# What this task involves
Write out the lines from the one containing "of the vaulted" through the one containing "column 121, row 369", both included, and nothing else.

○ ○ ○

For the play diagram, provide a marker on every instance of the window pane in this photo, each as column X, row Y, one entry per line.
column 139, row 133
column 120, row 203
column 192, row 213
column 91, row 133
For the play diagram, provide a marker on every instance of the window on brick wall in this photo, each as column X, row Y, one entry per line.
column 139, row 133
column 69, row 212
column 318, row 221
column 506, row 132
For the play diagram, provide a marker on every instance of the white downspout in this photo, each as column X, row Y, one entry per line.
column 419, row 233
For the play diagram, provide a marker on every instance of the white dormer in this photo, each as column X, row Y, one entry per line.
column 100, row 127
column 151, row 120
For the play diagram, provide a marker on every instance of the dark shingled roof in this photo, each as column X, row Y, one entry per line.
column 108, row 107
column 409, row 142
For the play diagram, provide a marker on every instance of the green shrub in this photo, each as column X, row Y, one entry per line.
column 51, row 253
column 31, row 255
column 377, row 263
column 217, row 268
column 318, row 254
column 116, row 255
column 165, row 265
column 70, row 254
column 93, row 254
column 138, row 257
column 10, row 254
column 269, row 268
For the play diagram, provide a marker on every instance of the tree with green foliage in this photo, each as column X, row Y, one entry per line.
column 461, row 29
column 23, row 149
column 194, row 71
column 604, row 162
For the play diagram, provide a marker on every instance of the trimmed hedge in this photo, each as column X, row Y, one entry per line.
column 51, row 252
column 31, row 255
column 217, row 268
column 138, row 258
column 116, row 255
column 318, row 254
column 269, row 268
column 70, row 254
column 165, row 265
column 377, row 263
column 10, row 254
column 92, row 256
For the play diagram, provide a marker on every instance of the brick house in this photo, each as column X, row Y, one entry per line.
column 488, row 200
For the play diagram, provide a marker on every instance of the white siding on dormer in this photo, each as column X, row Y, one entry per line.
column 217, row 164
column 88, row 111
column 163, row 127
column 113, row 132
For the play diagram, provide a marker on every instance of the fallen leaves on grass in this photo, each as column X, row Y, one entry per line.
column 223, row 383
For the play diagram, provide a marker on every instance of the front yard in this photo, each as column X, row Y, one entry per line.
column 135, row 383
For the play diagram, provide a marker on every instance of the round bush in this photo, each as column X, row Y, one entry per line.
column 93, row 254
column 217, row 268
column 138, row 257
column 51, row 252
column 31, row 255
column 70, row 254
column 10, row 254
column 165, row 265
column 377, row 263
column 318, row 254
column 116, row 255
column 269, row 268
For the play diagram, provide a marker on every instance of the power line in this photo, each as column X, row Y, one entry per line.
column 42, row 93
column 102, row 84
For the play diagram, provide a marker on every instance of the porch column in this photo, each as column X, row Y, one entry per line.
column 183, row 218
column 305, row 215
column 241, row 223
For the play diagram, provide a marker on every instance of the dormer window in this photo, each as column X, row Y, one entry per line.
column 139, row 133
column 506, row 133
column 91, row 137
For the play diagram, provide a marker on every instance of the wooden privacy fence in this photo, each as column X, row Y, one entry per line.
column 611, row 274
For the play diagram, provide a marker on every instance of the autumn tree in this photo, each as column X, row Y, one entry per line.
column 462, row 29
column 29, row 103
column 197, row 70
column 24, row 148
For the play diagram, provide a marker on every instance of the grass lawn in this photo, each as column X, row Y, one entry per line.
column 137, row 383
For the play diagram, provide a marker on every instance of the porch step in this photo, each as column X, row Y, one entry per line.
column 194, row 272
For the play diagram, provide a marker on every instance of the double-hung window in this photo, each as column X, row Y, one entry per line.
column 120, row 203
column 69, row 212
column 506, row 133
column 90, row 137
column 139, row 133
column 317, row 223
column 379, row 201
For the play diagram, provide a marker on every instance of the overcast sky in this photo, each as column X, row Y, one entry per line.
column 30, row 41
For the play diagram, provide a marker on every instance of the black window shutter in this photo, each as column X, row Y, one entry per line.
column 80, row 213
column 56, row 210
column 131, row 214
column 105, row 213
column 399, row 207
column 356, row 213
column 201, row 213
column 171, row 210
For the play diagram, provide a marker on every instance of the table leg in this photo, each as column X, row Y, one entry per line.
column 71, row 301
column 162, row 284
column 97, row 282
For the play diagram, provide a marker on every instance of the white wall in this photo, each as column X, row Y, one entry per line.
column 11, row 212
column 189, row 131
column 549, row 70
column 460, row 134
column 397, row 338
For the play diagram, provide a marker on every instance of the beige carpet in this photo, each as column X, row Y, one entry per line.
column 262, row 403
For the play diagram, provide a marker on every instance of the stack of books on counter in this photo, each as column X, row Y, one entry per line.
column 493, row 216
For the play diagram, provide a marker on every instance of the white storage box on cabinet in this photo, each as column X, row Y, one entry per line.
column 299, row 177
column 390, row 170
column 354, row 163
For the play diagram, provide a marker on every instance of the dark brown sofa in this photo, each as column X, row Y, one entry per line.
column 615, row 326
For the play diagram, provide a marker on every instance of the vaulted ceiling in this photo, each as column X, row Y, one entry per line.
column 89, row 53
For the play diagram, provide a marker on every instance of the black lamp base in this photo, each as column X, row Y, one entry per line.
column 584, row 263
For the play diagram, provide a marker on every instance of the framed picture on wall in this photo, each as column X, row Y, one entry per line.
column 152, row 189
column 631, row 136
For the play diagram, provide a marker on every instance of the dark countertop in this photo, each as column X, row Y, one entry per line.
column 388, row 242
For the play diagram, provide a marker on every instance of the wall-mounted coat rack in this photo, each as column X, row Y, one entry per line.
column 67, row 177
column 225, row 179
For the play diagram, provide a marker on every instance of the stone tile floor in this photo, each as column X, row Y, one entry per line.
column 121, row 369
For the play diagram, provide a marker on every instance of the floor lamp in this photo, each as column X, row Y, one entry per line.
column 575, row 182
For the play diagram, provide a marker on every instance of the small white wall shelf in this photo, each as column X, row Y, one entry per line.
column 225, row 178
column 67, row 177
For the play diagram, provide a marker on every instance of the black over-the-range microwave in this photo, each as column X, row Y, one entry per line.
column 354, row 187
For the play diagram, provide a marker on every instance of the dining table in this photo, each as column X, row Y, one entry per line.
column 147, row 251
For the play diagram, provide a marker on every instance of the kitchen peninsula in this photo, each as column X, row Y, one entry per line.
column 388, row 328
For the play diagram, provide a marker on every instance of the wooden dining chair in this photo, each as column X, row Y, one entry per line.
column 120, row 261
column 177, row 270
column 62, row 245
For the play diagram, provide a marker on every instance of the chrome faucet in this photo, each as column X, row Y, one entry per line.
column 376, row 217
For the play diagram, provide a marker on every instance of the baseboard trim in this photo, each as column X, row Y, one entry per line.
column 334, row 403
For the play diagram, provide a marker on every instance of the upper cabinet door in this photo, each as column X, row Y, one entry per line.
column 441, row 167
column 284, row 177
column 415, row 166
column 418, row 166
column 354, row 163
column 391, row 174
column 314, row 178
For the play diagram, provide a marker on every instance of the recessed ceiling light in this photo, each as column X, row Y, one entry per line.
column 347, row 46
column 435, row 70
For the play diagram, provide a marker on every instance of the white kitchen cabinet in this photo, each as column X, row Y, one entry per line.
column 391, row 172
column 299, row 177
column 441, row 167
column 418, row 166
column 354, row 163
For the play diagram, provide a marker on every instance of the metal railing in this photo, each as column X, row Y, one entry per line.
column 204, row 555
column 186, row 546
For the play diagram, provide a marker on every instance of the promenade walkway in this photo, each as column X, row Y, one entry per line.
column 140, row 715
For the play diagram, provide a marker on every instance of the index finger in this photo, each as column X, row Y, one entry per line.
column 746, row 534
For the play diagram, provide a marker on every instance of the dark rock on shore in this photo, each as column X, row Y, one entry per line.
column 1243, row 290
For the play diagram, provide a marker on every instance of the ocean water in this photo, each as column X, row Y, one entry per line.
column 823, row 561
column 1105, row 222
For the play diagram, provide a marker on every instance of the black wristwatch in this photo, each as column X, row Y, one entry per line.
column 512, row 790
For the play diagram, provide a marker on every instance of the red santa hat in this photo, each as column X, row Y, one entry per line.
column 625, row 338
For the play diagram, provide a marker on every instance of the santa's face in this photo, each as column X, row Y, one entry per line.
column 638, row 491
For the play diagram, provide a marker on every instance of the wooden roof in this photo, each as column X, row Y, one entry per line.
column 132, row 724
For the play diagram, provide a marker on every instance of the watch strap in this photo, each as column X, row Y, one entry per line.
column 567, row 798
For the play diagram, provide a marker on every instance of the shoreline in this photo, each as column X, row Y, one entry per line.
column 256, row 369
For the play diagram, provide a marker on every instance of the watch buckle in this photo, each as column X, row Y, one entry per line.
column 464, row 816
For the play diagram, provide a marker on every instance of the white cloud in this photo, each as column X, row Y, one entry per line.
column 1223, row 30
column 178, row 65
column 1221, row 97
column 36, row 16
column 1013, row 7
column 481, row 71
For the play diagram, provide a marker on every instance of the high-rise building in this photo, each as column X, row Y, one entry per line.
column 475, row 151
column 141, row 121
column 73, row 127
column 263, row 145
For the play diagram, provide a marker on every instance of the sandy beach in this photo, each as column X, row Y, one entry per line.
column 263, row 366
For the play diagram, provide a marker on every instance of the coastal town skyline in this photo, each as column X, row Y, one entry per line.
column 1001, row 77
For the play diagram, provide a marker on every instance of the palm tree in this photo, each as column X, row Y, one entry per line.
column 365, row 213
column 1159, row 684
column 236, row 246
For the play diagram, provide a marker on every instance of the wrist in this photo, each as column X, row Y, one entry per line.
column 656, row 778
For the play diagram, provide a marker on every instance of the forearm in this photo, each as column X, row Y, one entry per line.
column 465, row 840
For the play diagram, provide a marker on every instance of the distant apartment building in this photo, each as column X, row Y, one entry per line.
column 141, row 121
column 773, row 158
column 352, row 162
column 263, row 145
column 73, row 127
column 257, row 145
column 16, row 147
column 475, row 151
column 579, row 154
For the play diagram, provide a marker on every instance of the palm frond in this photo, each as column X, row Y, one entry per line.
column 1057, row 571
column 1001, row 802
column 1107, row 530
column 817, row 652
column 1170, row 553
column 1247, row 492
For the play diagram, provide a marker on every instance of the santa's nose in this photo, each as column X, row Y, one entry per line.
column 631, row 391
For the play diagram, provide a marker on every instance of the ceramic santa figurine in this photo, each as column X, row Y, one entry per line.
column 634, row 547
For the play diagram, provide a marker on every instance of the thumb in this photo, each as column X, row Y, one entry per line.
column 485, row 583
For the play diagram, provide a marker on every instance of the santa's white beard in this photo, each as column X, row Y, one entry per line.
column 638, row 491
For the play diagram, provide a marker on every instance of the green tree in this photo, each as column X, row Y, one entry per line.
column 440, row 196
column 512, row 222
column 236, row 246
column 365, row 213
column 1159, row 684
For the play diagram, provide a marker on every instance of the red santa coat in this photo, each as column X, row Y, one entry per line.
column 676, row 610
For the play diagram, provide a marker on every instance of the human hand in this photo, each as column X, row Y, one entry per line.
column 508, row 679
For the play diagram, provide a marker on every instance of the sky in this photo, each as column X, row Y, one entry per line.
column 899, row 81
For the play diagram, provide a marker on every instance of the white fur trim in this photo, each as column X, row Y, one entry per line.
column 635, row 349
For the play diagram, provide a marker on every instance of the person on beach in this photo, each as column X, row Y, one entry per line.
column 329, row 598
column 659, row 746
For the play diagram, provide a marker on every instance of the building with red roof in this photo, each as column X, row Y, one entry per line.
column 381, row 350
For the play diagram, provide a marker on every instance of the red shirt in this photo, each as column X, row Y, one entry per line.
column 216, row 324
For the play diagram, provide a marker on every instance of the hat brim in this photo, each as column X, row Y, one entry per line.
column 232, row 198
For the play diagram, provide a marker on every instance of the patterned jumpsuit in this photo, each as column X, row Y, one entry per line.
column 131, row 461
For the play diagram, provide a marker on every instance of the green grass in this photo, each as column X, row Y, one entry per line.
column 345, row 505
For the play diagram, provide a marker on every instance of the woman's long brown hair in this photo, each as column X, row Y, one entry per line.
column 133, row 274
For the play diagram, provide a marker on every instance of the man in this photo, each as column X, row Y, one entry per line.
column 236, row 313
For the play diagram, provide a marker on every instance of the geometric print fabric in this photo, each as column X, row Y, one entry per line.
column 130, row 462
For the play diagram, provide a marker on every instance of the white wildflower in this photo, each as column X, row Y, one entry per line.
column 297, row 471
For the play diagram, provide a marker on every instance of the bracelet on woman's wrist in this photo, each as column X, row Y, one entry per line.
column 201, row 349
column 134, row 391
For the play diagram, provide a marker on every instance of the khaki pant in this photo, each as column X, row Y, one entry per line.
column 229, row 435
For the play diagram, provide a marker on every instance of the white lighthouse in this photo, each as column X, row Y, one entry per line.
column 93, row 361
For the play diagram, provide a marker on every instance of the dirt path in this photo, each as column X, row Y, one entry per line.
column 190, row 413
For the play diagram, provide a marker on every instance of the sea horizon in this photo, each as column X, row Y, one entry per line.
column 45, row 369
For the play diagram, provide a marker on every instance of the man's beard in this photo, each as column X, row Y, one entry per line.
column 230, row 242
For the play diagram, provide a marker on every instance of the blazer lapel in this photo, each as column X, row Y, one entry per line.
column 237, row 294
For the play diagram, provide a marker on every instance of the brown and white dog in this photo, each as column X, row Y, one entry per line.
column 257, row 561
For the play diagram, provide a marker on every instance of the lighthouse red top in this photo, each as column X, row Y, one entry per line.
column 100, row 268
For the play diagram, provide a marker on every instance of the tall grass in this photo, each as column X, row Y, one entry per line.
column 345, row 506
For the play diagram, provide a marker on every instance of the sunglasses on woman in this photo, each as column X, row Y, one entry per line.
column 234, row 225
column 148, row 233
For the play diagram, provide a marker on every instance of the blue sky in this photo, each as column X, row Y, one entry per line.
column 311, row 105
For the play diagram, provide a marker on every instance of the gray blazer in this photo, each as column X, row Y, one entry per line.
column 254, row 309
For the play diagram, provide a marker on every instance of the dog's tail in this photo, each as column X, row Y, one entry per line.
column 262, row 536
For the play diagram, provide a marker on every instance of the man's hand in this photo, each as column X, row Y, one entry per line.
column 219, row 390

○ ○ ○

# The output
For the play diagram, provide a marker on every instance of the vaulted ceiling in this photo, each as column X, row Y, one entry per line.
column 89, row 53
For the play diagram, provide a marker on every instance of the black lamp base in this photo, each as column X, row Y, one entry per line.
column 584, row 263
For the play diagram, provide a marker on every instance of the framed picture on wall in this photo, each as column X, row Y, one entry per line.
column 152, row 189
column 631, row 136
For the play diagram, provide a marker on every instance of the dark countertop in this photo, each as column X, row Y, one entry per line.
column 388, row 242
For the play diagram, provide a marker on every instance of the wall-mounted coat rack in this photo, each as column X, row Y, one entry per line.
column 67, row 177
column 225, row 179
For the play diagram, provide a marker on every instance of the stone tile floor in this photo, each as column X, row Y, one entry per line.
column 121, row 369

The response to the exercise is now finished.